◆ Excerto do texto:

Com um cão pela trela, Fernando Almeida passeia junto ao edifício da votação e, nas declarações à agência Lusa, avisa logo que não vai votar nestas eleições, porque não vai cumprir “um dever cívico” quando não o “respeitam como cidadão”.

O corte da Estrada Nacional (EN) 254 junto a Bencatel, cujo troço faz a ligação direta entre a aldeia e Vila Viçosa, sede de concelho, causa “um transtorno enorme”, diz, sublinhando que as alternativas aumentam “o dispêndio” para as famílias e que “mais 150 euros ao fim do mês é muito dinheiro”.

Enquanto outras pessoas formam fila para entrar, já que no interior só podem estar um eleitor de cada vez, devido à pandemia de covid-19, Fernando fica à porta e critica os empresários das pedreiras e as autoridades locais e nacionais.

“As pedreiras estão em cima da estrada e os que desde há dezenas de anos andam a fazer isto sabem que não podiam chegar a menos de 30 metros da estrada, as autoridades assobiaram para o lado e, agora, como solução, cortam a estrada”, afirma.

Pedro Branco também está no exterior e garante à Lusa que, desta vez, não vai votar “em protesto” pela interdição da circulação naquele troço da EN254, que o obriga a ter de “fazer mais 25 ou 30 quilómetros” por dia para ir trabalhar.

◆ Extratos de dados:
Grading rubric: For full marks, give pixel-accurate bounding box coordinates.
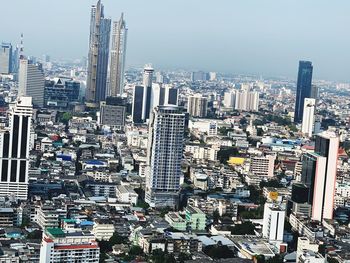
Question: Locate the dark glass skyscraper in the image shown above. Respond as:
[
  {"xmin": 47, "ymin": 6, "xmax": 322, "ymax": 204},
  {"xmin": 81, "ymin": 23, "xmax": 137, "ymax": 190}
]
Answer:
[
  {"xmin": 85, "ymin": 0, "xmax": 111, "ymax": 102},
  {"xmin": 294, "ymin": 61, "xmax": 313, "ymax": 122}
]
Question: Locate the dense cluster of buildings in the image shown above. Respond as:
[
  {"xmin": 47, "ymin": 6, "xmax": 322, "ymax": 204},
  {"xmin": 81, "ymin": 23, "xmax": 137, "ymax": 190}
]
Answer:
[{"xmin": 0, "ymin": 1, "xmax": 350, "ymax": 263}]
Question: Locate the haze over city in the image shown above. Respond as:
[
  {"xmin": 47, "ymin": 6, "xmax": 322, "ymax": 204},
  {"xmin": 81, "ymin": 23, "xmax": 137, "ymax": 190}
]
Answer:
[
  {"xmin": 0, "ymin": 0, "xmax": 350, "ymax": 263},
  {"xmin": 0, "ymin": 0, "xmax": 350, "ymax": 81}
]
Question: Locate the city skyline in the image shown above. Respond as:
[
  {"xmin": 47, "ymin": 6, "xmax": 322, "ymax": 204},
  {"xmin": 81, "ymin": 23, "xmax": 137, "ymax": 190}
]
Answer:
[{"xmin": 0, "ymin": 0, "xmax": 350, "ymax": 81}]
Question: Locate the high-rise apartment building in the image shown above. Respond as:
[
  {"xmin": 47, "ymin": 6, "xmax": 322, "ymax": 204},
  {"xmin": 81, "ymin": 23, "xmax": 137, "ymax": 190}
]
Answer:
[
  {"xmin": 132, "ymin": 86, "xmax": 145, "ymax": 123},
  {"xmin": 294, "ymin": 61, "xmax": 313, "ymax": 122},
  {"xmin": 301, "ymin": 131, "xmax": 339, "ymax": 221},
  {"xmin": 142, "ymin": 65, "xmax": 154, "ymax": 121},
  {"xmin": 109, "ymin": 14, "xmax": 128, "ymax": 97},
  {"xmin": 132, "ymin": 81, "xmax": 178, "ymax": 123},
  {"xmin": 263, "ymin": 202, "xmax": 286, "ymax": 242},
  {"xmin": 301, "ymin": 98, "xmax": 316, "ymax": 137},
  {"xmin": 18, "ymin": 59, "xmax": 45, "ymax": 107},
  {"xmin": 85, "ymin": 0, "xmax": 111, "ymax": 103},
  {"xmin": 0, "ymin": 43, "xmax": 12, "ymax": 74},
  {"xmin": 187, "ymin": 94, "xmax": 208, "ymax": 117},
  {"xmin": 0, "ymin": 97, "xmax": 33, "ymax": 200},
  {"xmin": 146, "ymin": 106, "xmax": 186, "ymax": 207},
  {"xmin": 39, "ymin": 228, "xmax": 100, "ymax": 263}
]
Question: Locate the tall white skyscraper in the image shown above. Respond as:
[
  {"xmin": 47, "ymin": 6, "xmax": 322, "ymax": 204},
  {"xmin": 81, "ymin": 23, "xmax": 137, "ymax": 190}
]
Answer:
[
  {"xmin": 85, "ymin": 0, "xmax": 111, "ymax": 103},
  {"xmin": 301, "ymin": 98, "xmax": 316, "ymax": 137},
  {"xmin": 224, "ymin": 90, "xmax": 236, "ymax": 108},
  {"xmin": 235, "ymin": 85, "xmax": 259, "ymax": 111},
  {"xmin": 187, "ymin": 94, "xmax": 208, "ymax": 117},
  {"xmin": 142, "ymin": 65, "xmax": 154, "ymax": 121},
  {"xmin": 146, "ymin": 106, "xmax": 186, "ymax": 207},
  {"xmin": 0, "ymin": 43, "xmax": 12, "ymax": 74},
  {"xmin": 301, "ymin": 131, "xmax": 339, "ymax": 221},
  {"xmin": 109, "ymin": 14, "xmax": 128, "ymax": 97},
  {"xmin": 18, "ymin": 59, "xmax": 45, "ymax": 107},
  {"xmin": 0, "ymin": 97, "xmax": 33, "ymax": 200},
  {"xmin": 263, "ymin": 203, "xmax": 286, "ymax": 242}
]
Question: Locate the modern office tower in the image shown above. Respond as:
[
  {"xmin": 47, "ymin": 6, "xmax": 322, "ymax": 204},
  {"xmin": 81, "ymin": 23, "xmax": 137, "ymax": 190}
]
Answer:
[
  {"xmin": 250, "ymin": 155, "xmax": 276, "ymax": 178},
  {"xmin": 0, "ymin": 97, "xmax": 33, "ymax": 200},
  {"xmin": 109, "ymin": 14, "xmax": 128, "ymax": 97},
  {"xmin": 100, "ymin": 97, "xmax": 126, "ymax": 129},
  {"xmin": 163, "ymin": 86, "xmax": 178, "ymax": 105},
  {"xmin": 11, "ymin": 46, "xmax": 19, "ymax": 73},
  {"xmin": 85, "ymin": 0, "xmax": 111, "ymax": 103},
  {"xmin": 187, "ymin": 94, "xmax": 208, "ymax": 117},
  {"xmin": 294, "ymin": 61, "xmax": 313, "ymax": 122},
  {"xmin": 288, "ymin": 183, "xmax": 311, "ymax": 217},
  {"xmin": 142, "ymin": 65, "xmax": 154, "ymax": 121},
  {"xmin": 39, "ymin": 228, "xmax": 100, "ymax": 263},
  {"xmin": 209, "ymin": 72, "xmax": 216, "ymax": 81},
  {"xmin": 235, "ymin": 86, "xmax": 259, "ymax": 111},
  {"xmin": 301, "ymin": 131, "xmax": 339, "ymax": 221},
  {"xmin": 301, "ymin": 98, "xmax": 316, "ymax": 137},
  {"xmin": 224, "ymin": 90, "xmax": 236, "ymax": 108},
  {"xmin": 263, "ymin": 203, "xmax": 286, "ymax": 242},
  {"xmin": 146, "ymin": 106, "xmax": 186, "ymax": 207},
  {"xmin": 191, "ymin": 71, "xmax": 209, "ymax": 82},
  {"xmin": 44, "ymin": 78, "xmax": 80, "ymax": 108},
  {"xmin": 0, "ymin": 43, "xmax": 12, "ymax": 74},
  {"xmin": 18, "ymin": 59, "xmax": 45, "ymax": 107},
  {"xmin": 310, "ymin": 85, "xmax": 319, "ymax": 101},
  {"xmin": 132, "ymin": 86, "xmax": 144, "ymax": 123}
]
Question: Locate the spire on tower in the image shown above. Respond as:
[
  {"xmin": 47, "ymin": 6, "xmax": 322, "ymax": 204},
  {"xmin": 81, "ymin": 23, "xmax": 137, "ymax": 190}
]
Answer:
[{"xmin": 19, "ymin": 33, "xmax": 24, "ymax": 59}]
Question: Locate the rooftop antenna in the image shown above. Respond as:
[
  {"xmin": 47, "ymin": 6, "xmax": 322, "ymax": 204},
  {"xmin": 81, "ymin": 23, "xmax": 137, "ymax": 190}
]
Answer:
[{"xmin": 19, "ymin": 33, "xmax": 24, "ymax": 59}]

◆ Problema a resolver:
Altere o texto sobre o corte da EN254 entre "O corte da Estrada" e "locais e nacionais.", inclusive, substituindo "transtorno" por "incómodo".

◆ Resultado da tarefa:
O corte da Estrada Nacional (EN) 254 junto a Bencatel, cujo troço faz a ligação direta entre a aldeia e Vila Viçosa, sede de concelho, causa “um incómodo enorme”, diz, sublinhando que as alternativas aumentam “o dispêndio” para as famílias e que “mais 150 euros ao fim do mês é muito dinheiro”.

Enquanto outras pessoas formam fila para entrar, já que no interior só podem estar um eleitor de cada vez, devido à pandemia de covid-19, Fernando fica à porta e critica os empresários das pedreiras e as autoridades locais e nacionais.